СПИСОК ЗАДАНИЙ>
1. Какой фразой, согласно отрывку о Марине Цветаевой, завершались её ответы на анкету?
2. Пожалуйста, продолжите отрывок о Марине Цветаевой, начав сразу после его последней фразы.

ПРЕДОСТАВЛЕННЫЙ ОТРЫВОК>
((
Шрифт:
Впечатление от выступления и чтения Блока. С каким-то удивлением, но и с облегчением:
“Вокруг него изумительные уроды. А я-то думала: Александр Блок! — Красавец! — Красавицы!”.
“Знаете, где я вчера была? — Судьба!!! — В Спасо-Болвановском!!!
— Дружок, он есть — И действительно, — за Москва-рекой!” (Пишет и восклицает чисто по-замоскворецки: не склоняя название реки, мы так в Замоскворечье и говорили — “Пойдем на Москва-реку”. Потом это в стихах и прозе у меня начали изымать редакторы, а уж книгу “За Москвой-рекой” тем более пришлось назвать “грамотно” — ну как это: ошибка, вольность на обложке?! — А. Б. ) “— Далё-ко! — Длинный, горбатый, без тротуаров и мостовых, и без домов — одни церкви — и везде светло, тепло! Какая там советская Москва! — Времен Ивана Грозного!”
ДУША В ПУТИ
Последняя фраза ответов Марины Цветаевой на анкету была такова: “Жизнь — вокзал, скоро уеду, куда — не скажу”. Вечный порыв и загадочность.
“Ищут шестого чувства обыкновенно люди, не подозревающие о существовании собственных пяти”.
Кто создан из камня, кто создан из глины, —
А я серебрюсь и сверкаю!
Мне дело — измена, мне имя — Марина,
Я — бренная пена морская.
“С людьми мне весело и пусто (я полна ими), одной — грустно и переполненно, ибо я полна собой”.
“На отказ у меня один ответ: молчаливые — градом — слезы”.
“Могу сказать о своей душе, как одна баба о своей девке: “Она у меня не скучливая”. — Я чудесно переношу разлуку. Пока человек рядом, я послушно, внимательно и восторженно поглощаюсь им, когда его нет — собой”.
Жадно и по-детски свежо воспринимая любую дорогу, Цветаева схватывала и фиксировала неожиданные фразы дочки, которые восторгали ее сходством отношения.
“По дороге из Святых гор в Москву, у окна вагона:
— “Дорога пахнет духами”.
И тут же — слова дочери о другой дороге:
“На станции “Серпухов”.
— “Это — не моя Москва”.
“Приказал долго жить”. Человек приказал долго жить. Удивительное чутье народа. Значит, умирая, человек понял, что жизнь, несмотря на все, — прекрасна, — и властно — как умирающий — именно приказал остающимся — долго жить”.
“Тело — вместилище души.
Поэтому — и только поэтому — не швыряйтесь им зря”.
“Море — это гамак, качели, люлька, оно кругло, потому что не огромно.
А река — стрела, пущенная в бесконечность”.
“Аля: — “Марина! Рыба от человека — прячется в воду, змея — прячется в землю, птица прячется в небо... А человек...”
Я: — “А человек от человека — в человека”.
))
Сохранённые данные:
((
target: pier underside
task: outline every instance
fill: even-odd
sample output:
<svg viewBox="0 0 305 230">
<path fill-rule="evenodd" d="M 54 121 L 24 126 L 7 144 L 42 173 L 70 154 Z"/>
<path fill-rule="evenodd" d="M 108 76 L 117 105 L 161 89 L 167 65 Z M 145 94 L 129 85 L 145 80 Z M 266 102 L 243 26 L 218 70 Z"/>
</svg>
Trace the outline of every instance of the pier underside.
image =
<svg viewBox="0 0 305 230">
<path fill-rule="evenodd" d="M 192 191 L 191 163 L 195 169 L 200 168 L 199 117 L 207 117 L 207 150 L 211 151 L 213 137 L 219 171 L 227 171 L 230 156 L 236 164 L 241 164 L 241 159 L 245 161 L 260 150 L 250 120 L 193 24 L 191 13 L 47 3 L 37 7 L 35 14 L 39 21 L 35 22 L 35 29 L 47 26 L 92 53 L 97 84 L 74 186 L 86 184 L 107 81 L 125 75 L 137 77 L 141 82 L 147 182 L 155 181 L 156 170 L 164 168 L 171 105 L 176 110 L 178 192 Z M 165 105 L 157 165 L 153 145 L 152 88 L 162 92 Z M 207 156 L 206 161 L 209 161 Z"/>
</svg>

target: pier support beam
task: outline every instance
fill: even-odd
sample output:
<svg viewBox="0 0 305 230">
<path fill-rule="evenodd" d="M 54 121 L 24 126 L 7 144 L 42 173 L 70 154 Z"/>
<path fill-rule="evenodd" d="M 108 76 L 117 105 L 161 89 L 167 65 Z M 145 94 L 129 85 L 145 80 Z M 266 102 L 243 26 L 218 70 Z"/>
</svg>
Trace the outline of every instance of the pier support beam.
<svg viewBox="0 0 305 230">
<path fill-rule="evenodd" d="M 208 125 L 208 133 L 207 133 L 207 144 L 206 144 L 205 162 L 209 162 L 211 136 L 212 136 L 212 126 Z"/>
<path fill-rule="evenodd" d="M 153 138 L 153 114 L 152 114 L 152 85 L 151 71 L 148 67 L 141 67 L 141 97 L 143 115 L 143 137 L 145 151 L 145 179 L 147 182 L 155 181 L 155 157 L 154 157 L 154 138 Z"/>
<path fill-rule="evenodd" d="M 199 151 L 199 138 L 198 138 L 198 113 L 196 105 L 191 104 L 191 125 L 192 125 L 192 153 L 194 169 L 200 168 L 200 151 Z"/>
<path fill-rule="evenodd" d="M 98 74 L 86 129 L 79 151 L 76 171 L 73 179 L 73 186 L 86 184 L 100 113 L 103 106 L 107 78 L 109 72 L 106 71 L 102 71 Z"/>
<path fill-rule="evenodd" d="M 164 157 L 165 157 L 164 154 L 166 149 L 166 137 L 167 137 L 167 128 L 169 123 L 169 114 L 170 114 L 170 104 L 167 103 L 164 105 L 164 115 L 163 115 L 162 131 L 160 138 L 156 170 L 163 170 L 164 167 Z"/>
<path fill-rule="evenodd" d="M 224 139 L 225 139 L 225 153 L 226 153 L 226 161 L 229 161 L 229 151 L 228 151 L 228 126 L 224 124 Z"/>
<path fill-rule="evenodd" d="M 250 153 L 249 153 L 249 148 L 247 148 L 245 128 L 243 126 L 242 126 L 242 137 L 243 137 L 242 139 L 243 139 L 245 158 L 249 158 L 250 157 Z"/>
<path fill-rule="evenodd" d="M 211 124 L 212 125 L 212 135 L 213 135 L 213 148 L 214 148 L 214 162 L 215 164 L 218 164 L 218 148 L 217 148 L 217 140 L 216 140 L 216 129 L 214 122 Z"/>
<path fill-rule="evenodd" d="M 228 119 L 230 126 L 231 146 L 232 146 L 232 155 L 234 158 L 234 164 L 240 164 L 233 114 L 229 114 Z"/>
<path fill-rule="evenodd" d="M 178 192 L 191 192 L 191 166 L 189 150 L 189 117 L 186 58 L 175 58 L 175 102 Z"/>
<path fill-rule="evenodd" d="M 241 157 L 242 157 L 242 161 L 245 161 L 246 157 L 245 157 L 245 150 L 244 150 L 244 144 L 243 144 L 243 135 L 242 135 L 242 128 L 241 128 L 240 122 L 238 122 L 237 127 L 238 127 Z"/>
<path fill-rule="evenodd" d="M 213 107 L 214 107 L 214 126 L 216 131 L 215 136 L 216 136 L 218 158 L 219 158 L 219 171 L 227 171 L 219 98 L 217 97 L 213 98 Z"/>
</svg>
))
ОТВЕТЫ>
1. «Жизнь — вокзал, скоро уеду, куда — не скажу».

2.
“— Вы когда-нибудь видели, как фехтуют?
— Да.
— Есть один прием: отражать удар противника. И есть другой — отставить (пропуск слова. — А. Б. ), чтобы противник попал в пустоту.
— А это опасно?
— Да, — неожиданно — и теряешь равновесие. — Удар в пустоту, когда ждешь твердого тела. — Это самое страшное.
— Как я рада, что Вы все это знаете!”.
Восклицание Цветаевой выражает восхищение и знающим собеседником, и формулировкой выстраданного ощущения: самое страшное — удар в пустоту! — шпаги, слова, душевного порыва. Ждешь твердого тела: отклика, реакции, сопротивления даже, а тут — равнодушие. Так и с ней самой получилось: когда было твердое официальное неприятие, замалчивание — каждое опубликованное стихотворение (первое после перерыва — в выпуске “Дня поэзии” 1961 года), каждая последующая публикация прозы, писем, дневников — сенсация, восторг, привкус скандальности. Наконец, все издали — до подноготных записных книжек (правда, смехотворным для первой публикации тиражом — 10 000 экземпляров), а в сущности — удар в пустоту.
“У меня только одно СЕРЬЕЗНОЕ отношение: к своей душе. И этого мне люди не прощают, не видя, что “к своей душе” опять-таки к их душам! (Ибо что моя душа — без любви?)”.
“В одном я — настоящая женщина: я всех и каждого сужу по себе, каждому влагаю в уста — свои речи, в грудь — свои чувства.
Поэтому — все у меня в первую минуту: добры, великодушны, доверчивы, щедры, бессонны, безумны.
Поэтому — сразу целую руку”.
Смиренно склоняясь к чьей-то руке, Цветаева дает высочайшую оценку самой себе (наедине с собой!), хотя некоторые записи говорят и о более трезвой самооценке непростой, а то и тяжелой для других натуры. Например, вот эта короткая разоблачительная реплика с выделенным словом “вдобавок”.
“Если бы я еще вдобавок писала скверные стихи!”.
СТРАСТЬ К ЕВРЕЙСТВУ
Она писала в автобиографии: “Отец — сын священника Владимирской губернии... Мать — польской княжеской крови...” И далее: “Главенствующее влияние матери (музыка, природа, стихи, Германия. Страсть к еврейству. Один против всех...)”. Но несмотря на все влияния и пристрастия, — поразительно русская судьба, сгоревшая на пронизывающем ветру равнины одинокой рябиной. Самый характерный и самый, по-моему, “цветаевский” портрет — фото 1939 года. Снова в России: посветлевшие волосы, усталая улыбка, мудрый, проникающий в душу взгляд. Кажется, что все-то она старозаветно знает и христиански понимает...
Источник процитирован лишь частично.